■ EXERCISE REQUIREMENTS ■
Find each line in the listing below that contains the string "house" with matching case, and copy those lines.

Records of labeled boxes:
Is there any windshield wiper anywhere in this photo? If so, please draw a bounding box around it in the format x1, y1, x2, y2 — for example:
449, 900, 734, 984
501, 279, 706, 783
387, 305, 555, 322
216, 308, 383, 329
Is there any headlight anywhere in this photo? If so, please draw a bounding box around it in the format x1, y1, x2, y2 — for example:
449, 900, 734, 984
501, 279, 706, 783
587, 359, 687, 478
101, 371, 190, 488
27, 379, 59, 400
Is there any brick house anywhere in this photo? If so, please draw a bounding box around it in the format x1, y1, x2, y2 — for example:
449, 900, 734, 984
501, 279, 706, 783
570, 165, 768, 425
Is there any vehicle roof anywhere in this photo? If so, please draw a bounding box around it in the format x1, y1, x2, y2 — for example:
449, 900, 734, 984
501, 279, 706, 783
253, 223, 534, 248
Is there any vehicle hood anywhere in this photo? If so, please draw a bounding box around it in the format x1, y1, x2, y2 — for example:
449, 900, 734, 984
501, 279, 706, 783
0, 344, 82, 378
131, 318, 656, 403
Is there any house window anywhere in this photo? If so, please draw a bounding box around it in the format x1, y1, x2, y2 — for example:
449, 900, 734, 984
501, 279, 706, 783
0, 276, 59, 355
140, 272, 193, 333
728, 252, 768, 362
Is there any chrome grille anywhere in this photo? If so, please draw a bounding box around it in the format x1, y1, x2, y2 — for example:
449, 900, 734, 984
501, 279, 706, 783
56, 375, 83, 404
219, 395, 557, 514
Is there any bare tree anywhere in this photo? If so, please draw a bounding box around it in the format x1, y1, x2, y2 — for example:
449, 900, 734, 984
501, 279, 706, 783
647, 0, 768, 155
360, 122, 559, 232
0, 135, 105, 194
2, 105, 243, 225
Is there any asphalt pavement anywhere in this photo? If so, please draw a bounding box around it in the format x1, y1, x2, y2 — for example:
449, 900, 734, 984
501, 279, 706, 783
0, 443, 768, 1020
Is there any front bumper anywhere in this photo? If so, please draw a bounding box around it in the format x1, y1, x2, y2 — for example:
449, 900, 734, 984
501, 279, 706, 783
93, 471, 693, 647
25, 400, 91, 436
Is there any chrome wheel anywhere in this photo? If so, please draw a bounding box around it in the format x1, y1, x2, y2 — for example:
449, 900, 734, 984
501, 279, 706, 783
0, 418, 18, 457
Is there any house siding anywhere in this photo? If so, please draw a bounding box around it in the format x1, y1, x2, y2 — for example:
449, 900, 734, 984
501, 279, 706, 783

■ THE RESULT ■
Is there any brick house anywhere in this photo? If so, please draw a bounding box around it in the format x1, y1, x2, y2 — for example:
Is there any house window anywhere in this photo? If so, please draw a bounding box around it in the format x1, y1, x2, y2 — for example:
Is there any house siding anywhere in this photo? If so, please draw a bounding box around it in the format x1, y1, x2, y2 — for example:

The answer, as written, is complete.